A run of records
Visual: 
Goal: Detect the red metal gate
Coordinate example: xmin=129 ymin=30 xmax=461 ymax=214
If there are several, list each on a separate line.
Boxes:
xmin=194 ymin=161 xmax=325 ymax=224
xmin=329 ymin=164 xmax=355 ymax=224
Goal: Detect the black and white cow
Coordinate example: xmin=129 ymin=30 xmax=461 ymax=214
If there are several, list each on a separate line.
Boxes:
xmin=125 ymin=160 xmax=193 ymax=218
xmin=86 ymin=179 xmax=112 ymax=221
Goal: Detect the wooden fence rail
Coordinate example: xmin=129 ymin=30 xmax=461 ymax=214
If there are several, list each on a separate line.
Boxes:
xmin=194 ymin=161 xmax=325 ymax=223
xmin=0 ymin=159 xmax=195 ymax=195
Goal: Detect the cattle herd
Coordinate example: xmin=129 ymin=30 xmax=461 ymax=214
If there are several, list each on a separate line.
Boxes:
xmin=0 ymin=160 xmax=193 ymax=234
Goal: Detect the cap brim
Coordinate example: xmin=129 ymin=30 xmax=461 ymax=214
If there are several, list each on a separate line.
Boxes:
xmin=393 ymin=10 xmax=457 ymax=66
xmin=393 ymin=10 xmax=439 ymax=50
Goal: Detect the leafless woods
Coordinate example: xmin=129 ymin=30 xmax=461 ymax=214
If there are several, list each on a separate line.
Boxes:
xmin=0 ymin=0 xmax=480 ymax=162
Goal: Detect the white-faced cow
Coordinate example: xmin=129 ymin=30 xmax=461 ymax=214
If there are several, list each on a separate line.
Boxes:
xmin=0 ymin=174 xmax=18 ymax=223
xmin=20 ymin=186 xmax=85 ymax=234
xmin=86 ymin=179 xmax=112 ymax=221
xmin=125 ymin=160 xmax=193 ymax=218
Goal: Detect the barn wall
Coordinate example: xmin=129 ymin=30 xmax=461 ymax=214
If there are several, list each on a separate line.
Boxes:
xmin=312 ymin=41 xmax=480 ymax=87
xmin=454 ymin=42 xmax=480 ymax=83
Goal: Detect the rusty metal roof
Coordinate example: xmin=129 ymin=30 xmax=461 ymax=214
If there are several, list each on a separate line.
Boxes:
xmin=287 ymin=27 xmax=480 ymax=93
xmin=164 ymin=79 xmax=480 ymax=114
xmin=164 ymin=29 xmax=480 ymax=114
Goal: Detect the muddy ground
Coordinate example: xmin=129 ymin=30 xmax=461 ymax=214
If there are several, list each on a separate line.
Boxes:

:: What to do ::
Print the lines above verbatim, from first to last.

:: Correct response ::
Visual: 
Goal: Detect the red metal gate
Coordinate example: xmin=129 ymin=30 xmax=461 ymax=214
If there are several, list each on a separate line.
Boxes:
xmin=194 ymin=161 xmax=325 ymax=224
xmin=329 ymin=164 xmax=355 ymax=224
Goal: Detect the black and white cow
Coordinate example: xmin=129 ymin=30 xmax=461 ymax=214
If there are several, list each on a separate line.
Boxes:
xmin=125 ymin=160 xmax=193 ymax=218
xmin=86 ymin=179 xmax=112 ymax=221
Goal: Detect the wooden fence rail
Coordinate example: xmin=129 ymin=30 xmax=461 ymax=214
If there are several, list each on a separate line.
Boxes:
xmin=194 ymin=161 xmax=325 ymax=223
xmin=0 ymin=159 xmax=195 ymax=195
Goal: Detect the cattle herd
Coordinate example: xmin=129 ymin=30 xmax=461 ymax=214
If there are several, list each on a separate line.
Boxes:
xmin=0 ymin=160 xmax=193 ymax=234
Goal: Detect the cap brim
Coordinate example: xmin=129 ymin=30 xmax=461 ymax=214
If there are several, list each on a separate line.
Boxes:
xmin=393 ymin=10 xmax=457 ymax=66
xmin=393 ymin=10 xmax=439 ymax=50
Goal: Detect the leafless woods
Coordinate example: xmin=129 ymin=30 xmax=461 ymax=214
If there are several, list each on a separate line.
Boxes:
xmin=0 ymin=0 xmax=480 ymax=162
Goal: Detect the white-faced cow
Coordinate example: xmin=129 ymin=30 xmax=461 ymax=214
If there are several, list each on a separate line.
Boxes:
xmin=0 ymin=174 xmax=18 ymax=223
xmin=20 ymin=186 xmax=85 ymax=234
xmin=86 ymin=179 xmax=112 ymax=221
xmin=125 ymin=160 xmax=193 ymax=218
Goal: Detect the barn wall
Coordinate example: xmin=129 ymin=30 xmax=461 ymax=214
If there are several, list each on a separate line.
Boxes:
xmin=312 ymin=41 xmax=480 ymax=87
xmin=454 ymin=42 xmax=480 ymax=83
Goal: Detect the rusty metal roof
Coordinate example: xmin=129 ymin=30 xmax=461 ymax=214
If there are several, list each on a separate line.
Boxes:
xmin=287 ymin=27 xmax=480 ymax=93
xmin=164 ymin=79 xmax=480 ymax=114
xmin=164 ymin=29 xmax=480 ymax=114
Goal: Detect the muddy ground
Coordinate example: xmin=129 ymin=30 xmax=461 ymax=214
If there are several, list each on a separate line.
Boxes:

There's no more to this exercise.